== Reading passage ==
================
Research has established a strong connection between a young child’s early experiences and the development of his or her brain structure. According to the Center on the Developing Child at Harvard University, the early years of life when more than 1 million new neural connections form every second, can provide a strong or weak foundation for all future learning, behavior and health.[1] We know that homelessness jeopardizes the health, early childhood development and educational well-being of infants, toddlers and preschool-aged children. It also creates unique barriers to participating in early care and education. With nearly 50% of children living in federally-funded homeless shelters under the age of five, this is a problem for families, communities, states and the country.

The Child Care and Development Block Grant Act of 2014, signed into law on November 19, 2014, reauthorized the Child Care and Development Fund (CCDF) Program. The reauthorized law made significant advancements by defining health and safety requirements for child care providers, outlining family-friendly eligibility policies, and ensuring parents and the general public have transparent information about available child care choices.

The Administration for Children and Families (ACF) published the Final Rule to implement the Child Care and Development Fund program (CCDF) in September 2016. The full regulations may be read here.

The Rule included many items designed to remove barriers and better support young children and families experiencing homelessness. (CCDF Final Rule: Subsidy Eligibility and Homeless Provisions) It included:

  • The McKinney-Vento Act’s education definition of homelessness to be used by child care (and Head Start and public education), 
  • A grace period or flexibility to obtain immunizations and other documents needed so that  children experiencing homelessness can be served more quickly,
  • Outreach to homeless families with children,
  • Training and technical assistance in identifying and serving homeless children and their families,
  • The coordination of services so that families with children can get the help that they need, and
  • Data reporting to know how many families (and children) experiencing homelessness are receiving child care assistance.

States submitted 2016-2018 CCDF Plans and excerpts from Section 3.2.2., Improving Access to High Quality Child Care for Homeless Families, within State Plans were shared here. The state plans for 2016-2018 indicated that while many states had policies in place to help families experiencing homelessness access child care assistance, the majority of states were not yet adequately addressing those families’ unique needs.

The Child Care and Development Fund (CCDF) Plan serves as the application for the Child Care and Development Block Grant (CCDBG) funds by providing a description of, and assurance about, state child care programs and related services available to eligible families. The Office of Child Care reviews the Plans for approval.

The CCDF Plan also presents an opportunity for states to demonstrate the activities and services they are providing to meet the needs of low-income children and families. The Administration for Children and Families (ACF) makes Plans publicly available to many users including members of Congress, Congressional committees, State and local child care administrators, advocacy groups, researchers and the general public. For states looking for innovative ways to better meet the child care needs of families experiencing homelessness, the publication of the state plans serves as a clearinghouse of resources for states to replicate or customize to finetune their strategies to best support these families.
================
== Record list ==
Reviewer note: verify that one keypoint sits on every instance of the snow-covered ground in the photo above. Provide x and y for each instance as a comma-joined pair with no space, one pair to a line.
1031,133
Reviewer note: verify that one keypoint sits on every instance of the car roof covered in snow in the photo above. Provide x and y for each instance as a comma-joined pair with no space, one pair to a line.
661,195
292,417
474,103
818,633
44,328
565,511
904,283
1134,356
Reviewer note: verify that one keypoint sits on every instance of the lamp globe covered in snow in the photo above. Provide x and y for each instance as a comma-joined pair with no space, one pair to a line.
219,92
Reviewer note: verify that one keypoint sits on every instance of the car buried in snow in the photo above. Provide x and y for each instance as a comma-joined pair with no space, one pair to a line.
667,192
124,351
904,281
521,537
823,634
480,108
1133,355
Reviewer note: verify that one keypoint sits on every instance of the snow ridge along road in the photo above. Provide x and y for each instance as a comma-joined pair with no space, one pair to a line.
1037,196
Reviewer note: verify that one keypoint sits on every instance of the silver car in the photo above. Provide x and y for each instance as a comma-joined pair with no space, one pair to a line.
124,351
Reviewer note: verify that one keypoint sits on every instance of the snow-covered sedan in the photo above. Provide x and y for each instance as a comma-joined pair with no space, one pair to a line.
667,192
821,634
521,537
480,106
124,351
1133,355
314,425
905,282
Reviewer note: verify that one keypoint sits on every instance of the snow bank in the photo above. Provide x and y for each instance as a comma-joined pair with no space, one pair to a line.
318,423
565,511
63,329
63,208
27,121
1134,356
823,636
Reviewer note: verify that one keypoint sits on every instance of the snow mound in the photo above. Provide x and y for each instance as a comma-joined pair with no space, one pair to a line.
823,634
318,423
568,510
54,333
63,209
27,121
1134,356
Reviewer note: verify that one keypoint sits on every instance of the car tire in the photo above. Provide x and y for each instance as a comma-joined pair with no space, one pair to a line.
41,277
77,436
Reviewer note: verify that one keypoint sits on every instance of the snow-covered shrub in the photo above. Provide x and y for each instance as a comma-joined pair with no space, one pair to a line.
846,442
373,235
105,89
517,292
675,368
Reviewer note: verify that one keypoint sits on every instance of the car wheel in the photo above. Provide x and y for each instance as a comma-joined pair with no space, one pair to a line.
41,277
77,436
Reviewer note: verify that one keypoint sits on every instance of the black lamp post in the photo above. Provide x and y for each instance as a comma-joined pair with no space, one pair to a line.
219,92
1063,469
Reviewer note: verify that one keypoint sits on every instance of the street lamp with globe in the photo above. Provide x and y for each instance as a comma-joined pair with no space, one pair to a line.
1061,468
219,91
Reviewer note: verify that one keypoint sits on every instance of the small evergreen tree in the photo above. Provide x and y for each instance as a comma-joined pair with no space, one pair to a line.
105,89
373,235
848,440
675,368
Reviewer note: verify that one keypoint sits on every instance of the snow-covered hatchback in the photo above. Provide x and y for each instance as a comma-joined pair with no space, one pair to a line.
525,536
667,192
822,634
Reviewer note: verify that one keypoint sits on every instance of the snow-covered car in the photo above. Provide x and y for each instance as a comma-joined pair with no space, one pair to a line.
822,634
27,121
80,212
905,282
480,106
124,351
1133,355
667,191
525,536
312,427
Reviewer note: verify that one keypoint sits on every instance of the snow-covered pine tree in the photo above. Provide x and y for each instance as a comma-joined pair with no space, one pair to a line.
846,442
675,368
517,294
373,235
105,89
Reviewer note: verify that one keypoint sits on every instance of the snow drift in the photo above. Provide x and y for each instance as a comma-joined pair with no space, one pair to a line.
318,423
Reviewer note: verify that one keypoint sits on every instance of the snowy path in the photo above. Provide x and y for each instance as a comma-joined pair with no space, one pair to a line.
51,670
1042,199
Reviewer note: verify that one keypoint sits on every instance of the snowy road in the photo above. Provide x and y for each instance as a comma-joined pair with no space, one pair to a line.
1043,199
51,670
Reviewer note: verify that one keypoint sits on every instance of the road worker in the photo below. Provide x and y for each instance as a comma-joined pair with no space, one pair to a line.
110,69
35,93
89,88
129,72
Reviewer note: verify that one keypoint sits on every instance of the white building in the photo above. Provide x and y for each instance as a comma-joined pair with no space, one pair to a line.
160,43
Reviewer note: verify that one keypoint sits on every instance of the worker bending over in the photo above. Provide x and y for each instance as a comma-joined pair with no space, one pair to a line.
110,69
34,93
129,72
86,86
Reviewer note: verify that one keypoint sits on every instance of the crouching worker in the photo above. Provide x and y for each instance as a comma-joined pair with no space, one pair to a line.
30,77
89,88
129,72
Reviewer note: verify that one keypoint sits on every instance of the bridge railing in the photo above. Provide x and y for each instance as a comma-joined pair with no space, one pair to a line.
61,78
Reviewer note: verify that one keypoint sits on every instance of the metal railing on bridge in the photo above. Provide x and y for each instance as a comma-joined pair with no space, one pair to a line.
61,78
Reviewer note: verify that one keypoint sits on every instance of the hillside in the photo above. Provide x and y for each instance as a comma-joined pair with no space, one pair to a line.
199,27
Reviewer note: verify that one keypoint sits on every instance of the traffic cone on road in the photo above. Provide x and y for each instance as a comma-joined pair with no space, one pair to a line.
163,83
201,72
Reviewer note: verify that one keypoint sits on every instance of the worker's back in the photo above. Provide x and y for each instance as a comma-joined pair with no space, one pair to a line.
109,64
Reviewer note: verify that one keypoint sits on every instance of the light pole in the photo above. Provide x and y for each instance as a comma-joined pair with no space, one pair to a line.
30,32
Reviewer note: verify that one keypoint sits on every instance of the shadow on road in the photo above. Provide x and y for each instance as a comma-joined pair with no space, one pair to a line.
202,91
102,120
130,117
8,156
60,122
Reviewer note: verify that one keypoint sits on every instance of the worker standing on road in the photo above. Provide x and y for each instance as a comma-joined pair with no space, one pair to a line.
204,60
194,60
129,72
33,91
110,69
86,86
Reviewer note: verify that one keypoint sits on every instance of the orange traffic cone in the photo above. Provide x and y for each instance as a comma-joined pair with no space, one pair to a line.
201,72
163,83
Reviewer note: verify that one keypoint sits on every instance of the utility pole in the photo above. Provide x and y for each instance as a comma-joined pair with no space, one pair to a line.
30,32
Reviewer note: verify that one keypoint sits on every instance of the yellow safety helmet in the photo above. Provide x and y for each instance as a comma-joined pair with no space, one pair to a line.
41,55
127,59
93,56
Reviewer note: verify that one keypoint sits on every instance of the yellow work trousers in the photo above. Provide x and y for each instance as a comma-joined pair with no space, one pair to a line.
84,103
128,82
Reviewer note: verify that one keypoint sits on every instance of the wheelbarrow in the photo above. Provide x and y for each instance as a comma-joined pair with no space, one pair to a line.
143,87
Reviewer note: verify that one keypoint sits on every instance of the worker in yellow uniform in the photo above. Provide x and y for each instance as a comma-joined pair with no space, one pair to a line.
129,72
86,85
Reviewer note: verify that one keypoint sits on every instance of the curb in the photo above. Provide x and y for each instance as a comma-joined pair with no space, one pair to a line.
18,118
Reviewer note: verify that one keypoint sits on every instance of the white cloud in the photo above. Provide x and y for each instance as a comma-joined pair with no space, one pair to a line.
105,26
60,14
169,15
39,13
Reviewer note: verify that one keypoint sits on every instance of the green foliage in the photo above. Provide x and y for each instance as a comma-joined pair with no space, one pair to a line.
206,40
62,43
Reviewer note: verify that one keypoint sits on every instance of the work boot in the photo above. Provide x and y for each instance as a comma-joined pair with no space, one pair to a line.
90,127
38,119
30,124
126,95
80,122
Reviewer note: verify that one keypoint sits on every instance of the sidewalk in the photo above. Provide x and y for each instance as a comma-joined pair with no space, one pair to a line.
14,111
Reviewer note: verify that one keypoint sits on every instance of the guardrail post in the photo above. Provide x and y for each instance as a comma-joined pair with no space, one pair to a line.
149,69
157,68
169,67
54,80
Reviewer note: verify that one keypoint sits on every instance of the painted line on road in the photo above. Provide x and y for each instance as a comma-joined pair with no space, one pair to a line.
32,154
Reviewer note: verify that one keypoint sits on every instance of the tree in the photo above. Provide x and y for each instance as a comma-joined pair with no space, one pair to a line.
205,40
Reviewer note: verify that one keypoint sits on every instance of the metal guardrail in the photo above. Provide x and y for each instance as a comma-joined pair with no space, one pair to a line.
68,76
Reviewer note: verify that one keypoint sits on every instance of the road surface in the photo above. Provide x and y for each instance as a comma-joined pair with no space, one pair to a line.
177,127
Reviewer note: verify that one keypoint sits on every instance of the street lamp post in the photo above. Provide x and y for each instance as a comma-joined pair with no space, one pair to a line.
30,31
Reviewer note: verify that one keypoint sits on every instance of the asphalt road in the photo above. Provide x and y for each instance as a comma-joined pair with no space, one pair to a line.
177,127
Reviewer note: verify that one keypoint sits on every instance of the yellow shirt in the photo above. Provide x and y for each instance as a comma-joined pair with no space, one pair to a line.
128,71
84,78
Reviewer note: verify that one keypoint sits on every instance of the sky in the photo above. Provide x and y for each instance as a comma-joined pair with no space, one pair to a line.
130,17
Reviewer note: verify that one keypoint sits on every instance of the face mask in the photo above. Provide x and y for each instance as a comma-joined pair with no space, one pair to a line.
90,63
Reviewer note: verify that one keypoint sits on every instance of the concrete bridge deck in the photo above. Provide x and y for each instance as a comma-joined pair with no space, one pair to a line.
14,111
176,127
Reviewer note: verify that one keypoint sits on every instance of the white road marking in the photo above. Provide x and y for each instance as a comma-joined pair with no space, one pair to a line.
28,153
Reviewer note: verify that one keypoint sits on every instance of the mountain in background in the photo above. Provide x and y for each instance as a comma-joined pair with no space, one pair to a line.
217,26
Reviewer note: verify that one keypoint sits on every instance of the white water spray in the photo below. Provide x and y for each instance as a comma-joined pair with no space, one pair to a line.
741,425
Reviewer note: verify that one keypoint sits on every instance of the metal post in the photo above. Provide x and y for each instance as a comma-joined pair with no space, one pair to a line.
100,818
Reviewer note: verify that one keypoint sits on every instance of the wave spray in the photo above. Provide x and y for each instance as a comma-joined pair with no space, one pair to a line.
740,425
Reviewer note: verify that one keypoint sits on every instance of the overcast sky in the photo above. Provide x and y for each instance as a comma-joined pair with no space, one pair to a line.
================
== Task requirements ==
[A] Answer these questions using the passage on child care for homeless families:
(i) On what date was the Child Care and Development Block Grant Act of 2014 signed into law?
(ii) In what month and year did the Administration for Children and Families publish the Final Rule for the CCDF program?
(iii) Which office reviews the CCDF Plans for approval?
[B] Return, word for word, the part of the passage on child care for homeless families between "The Child Care and Development Block Grant Act" and "child care choices.", inclusive.

== Task-by-task results ==
[A]
(i) November 19, 2014
(ii) September 2016
(iii) The Office of Child Care

[B]
The Child Care and Development Block Grant Act of 2014, signed into law on November 19, 2014, reauthorized the Child Care and Development Fund (CCDF) Program. The reauthorized law made significant advancements by defining health and safety requirements for child care providers, outlining family-friendly eligibility policies, and ensuring parents and the general public have transparent information about available child care choices.